Excerpts from point annotation data:
▬▬▬▬▬▬▬▬▬▬

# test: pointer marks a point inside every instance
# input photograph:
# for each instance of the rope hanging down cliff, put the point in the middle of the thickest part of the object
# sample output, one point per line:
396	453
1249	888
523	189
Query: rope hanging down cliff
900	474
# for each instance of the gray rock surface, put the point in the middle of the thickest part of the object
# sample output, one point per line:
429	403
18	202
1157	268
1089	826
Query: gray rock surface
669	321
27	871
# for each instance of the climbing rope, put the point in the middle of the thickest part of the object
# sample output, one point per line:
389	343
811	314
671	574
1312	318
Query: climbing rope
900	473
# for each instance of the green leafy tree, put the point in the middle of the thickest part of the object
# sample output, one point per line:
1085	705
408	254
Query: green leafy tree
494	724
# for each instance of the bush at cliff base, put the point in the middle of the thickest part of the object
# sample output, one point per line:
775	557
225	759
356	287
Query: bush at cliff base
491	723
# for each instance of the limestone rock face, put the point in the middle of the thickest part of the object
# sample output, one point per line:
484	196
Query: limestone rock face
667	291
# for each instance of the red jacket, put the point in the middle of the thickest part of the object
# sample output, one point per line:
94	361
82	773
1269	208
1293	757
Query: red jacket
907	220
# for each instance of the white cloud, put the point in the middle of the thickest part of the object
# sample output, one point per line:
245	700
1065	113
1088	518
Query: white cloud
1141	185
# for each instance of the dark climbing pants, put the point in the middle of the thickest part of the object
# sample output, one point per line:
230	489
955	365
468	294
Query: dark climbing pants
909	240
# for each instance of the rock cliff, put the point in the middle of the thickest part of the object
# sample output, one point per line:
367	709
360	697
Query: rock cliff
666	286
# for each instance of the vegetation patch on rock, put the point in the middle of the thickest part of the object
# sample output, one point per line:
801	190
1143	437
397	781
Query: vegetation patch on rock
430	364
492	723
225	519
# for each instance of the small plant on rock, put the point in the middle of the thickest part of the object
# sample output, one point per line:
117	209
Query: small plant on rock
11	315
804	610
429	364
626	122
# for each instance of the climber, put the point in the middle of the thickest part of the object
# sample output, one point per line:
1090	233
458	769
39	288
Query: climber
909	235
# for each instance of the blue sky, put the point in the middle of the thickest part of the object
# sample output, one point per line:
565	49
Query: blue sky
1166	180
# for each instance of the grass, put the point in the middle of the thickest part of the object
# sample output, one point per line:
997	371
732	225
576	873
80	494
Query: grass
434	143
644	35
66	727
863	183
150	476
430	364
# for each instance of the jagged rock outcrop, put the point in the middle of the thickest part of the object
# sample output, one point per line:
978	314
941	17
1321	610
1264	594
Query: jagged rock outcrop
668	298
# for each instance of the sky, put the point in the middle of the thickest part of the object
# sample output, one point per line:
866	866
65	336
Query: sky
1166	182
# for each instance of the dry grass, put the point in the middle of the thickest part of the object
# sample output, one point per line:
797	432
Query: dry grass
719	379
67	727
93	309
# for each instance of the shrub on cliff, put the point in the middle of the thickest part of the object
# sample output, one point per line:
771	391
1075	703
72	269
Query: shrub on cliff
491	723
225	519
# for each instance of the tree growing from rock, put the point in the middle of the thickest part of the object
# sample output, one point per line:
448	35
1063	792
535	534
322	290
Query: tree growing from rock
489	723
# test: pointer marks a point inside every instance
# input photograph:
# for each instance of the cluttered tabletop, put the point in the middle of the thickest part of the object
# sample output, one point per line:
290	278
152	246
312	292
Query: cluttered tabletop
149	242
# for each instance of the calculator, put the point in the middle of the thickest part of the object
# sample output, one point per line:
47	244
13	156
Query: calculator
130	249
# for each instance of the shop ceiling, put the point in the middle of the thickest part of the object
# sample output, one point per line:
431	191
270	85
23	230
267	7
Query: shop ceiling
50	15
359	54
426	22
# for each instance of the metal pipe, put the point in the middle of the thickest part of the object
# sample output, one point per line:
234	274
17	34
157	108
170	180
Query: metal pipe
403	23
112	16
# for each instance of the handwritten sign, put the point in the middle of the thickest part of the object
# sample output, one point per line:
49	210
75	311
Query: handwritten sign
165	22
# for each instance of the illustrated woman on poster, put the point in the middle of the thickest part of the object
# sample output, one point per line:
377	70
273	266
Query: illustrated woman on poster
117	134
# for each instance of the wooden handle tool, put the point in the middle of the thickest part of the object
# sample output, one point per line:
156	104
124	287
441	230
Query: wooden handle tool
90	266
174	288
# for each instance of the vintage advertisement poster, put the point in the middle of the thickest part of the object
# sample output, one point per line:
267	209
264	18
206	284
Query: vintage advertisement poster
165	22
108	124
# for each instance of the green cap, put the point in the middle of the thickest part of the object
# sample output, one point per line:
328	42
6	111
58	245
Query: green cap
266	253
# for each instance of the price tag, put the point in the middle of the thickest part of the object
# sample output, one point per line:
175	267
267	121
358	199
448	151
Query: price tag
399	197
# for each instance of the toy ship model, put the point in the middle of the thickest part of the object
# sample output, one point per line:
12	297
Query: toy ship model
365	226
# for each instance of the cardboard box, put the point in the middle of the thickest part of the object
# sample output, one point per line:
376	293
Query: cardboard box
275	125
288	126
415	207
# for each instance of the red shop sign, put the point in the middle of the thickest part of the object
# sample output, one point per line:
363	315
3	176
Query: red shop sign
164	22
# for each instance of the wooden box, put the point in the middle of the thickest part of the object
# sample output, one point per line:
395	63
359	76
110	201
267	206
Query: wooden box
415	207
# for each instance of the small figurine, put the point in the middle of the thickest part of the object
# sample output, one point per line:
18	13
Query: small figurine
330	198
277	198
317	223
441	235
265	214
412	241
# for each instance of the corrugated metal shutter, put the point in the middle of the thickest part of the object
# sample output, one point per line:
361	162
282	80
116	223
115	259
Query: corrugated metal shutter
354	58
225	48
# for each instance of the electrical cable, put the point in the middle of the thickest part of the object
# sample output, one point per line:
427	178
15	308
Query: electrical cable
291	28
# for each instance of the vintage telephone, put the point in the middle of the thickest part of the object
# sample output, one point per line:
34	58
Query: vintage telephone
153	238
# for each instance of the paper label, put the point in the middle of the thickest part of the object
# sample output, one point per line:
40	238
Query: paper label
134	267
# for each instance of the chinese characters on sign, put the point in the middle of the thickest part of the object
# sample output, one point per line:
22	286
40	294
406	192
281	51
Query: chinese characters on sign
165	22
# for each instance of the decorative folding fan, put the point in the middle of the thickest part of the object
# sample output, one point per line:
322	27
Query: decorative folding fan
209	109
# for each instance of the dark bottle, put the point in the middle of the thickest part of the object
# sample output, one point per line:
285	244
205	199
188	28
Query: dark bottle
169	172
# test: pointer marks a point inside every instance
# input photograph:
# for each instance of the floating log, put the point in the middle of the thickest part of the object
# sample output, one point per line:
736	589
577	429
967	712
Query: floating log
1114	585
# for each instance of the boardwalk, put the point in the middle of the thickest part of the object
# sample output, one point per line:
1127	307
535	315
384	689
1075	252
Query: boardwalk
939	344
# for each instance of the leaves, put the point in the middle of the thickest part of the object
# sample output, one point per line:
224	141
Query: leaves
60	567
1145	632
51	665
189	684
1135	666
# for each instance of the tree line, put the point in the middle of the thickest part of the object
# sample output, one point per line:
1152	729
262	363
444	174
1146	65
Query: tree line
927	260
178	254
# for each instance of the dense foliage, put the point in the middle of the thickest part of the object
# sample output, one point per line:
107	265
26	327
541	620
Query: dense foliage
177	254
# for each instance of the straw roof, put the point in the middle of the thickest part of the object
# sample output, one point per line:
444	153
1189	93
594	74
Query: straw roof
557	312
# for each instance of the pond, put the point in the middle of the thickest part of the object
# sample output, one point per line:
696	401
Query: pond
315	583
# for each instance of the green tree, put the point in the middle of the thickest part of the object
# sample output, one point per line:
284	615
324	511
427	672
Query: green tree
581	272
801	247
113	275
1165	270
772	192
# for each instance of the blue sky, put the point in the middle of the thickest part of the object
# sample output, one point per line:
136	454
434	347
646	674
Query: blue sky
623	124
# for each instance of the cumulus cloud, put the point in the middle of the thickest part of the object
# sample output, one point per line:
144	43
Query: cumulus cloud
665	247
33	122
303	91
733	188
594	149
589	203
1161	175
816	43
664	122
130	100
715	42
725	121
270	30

▬▬▬▬▬▬▬▬▬▬

- [Direction]: Retype nothing except the lines from the line holding "# for each instance of the pond, put" through the last line of the entries, both included.

- [Result for this task]:
# for each instance of the pond, put the point in the middle of the thickest part of the object
# sample output, one point per line:
696	401
Query: pond
315	583
# for each instance of the green tree, put the point in the middle of the thickest part of the object
# sample output, one point per line:
284	615
324	511
427	672
Query: green tree
581	272
801	247
113	275
1165	270
772	192
# for each instance of the blue sky, put the point in the middle of the thickest part of the object
# sample output, one point per line:
136	454
434	347
646	674
Query: blue sky
623	124
# for each instance of the cumulus cloud, put the point in the middle of the thickest part of the object
# sample output, one point per line:
144	43
Query: cumulus cloud
665	247
33	122
303	91
733	188
594	149
589	203
1161	175
816	43
664	122
130	100
715	42
725	121
270	30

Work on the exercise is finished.